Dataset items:
__________________________________________________

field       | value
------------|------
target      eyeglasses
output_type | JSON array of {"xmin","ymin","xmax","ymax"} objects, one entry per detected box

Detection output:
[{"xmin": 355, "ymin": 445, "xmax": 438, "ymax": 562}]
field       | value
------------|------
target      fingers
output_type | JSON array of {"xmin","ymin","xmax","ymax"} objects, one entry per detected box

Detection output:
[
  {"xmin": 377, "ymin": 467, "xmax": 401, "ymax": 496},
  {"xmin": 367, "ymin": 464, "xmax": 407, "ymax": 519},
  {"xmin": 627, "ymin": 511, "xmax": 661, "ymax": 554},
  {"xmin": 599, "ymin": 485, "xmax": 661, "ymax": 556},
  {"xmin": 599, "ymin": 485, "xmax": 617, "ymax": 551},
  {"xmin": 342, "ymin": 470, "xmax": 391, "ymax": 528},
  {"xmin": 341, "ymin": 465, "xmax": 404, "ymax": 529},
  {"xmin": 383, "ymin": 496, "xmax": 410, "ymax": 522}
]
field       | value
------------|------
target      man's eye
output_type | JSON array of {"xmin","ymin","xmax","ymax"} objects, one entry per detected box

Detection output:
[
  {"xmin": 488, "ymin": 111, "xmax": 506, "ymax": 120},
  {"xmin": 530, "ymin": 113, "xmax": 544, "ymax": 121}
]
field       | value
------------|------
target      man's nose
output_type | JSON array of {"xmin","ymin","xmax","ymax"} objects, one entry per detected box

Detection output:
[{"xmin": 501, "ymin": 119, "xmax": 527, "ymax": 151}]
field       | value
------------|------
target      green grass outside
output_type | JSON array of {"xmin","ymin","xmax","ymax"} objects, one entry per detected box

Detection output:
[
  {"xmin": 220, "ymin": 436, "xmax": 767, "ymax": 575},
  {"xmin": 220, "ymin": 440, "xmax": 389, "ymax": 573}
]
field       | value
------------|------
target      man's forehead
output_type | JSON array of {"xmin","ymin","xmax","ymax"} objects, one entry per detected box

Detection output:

__________________________________________________

Try it -> Print the entries above exactly as they were written, down to the last line.

Written answer ->
field       | value
------------|------
target      eyeglasses
output_type | JSON array of {"xmin","ymin","xmax","ymax"} objects, one entry per detected box

Detection output:
[{"xmin": 355, "ymin": 445, "xmax": 438, "ymax": 562}]
field       | value
------------|------
target      fingers
output_type | JSON array of {"xmin","ymin","xmax","ymax"} objects, one entry per detected box

Detection output:
[
  {"xmin": 377, "ymin": 467, "xmax": 401, "ymax": 496},
  {"xmin": 367, "ymin": 464, "xmax": 407, "ymax": 519},
  {"xmin": 627, "ymin": 511, "xmax": 661, "ymax": 554},
  {"xmin": 599, "ymin": 485, "xmax": 661, "ymax": 556},
  {"xmin": 599, "ymin": 485, "xmax": 617, "ymax": 551},
  {"xmin": 342, "ymin": 470, "xmax": 391, "ymax": 528},
  {"xmin": 341, "ymin": 465, "xmax": 404, "ymax": 529},
  {"xmin": 383, "ymin": 496, "xmax": 410, "ymax": 522}
]
field       | value
------------|------
target      man's eye
output_type | JSON array of {"xmin","ymin","xmax","ymax"} objects, one entry per detected box

Detection output:
[
  {"xmin": 488, "ymin": 111, "xmax": 506, "ymax": 120},
  {"xmin": 530, "ymin": 113, "xmax": 544, "ymax": 121}
]
field       | value
------------|------
target      man's nose
output_type | JSON array of {"xmin","ymin","xmax","ymax"} objects, one entry per detected box

Detection output:
[{"xmin": 501, "ymin": 119, "xmax": 527, "ymax": 151}]
field       | value
------------|------
target      green grass outside
output_type | JSON array of {"xmin","ymin","xmax","ymax"} objects, one entry per detected box

Detection output:
[
  {"xmin": 220, "ymin": 436, "xmax": 767, "ymax": 575},
  {"xmin": 220, "ymin": 440, "xmax": 389, "ymax": 573}
]
field       | value
------------|------
target      man's forehead
output_type | JSON array of {"xmin","ymin","xmax","ymax"} objects, one entry per detected box

Detection output:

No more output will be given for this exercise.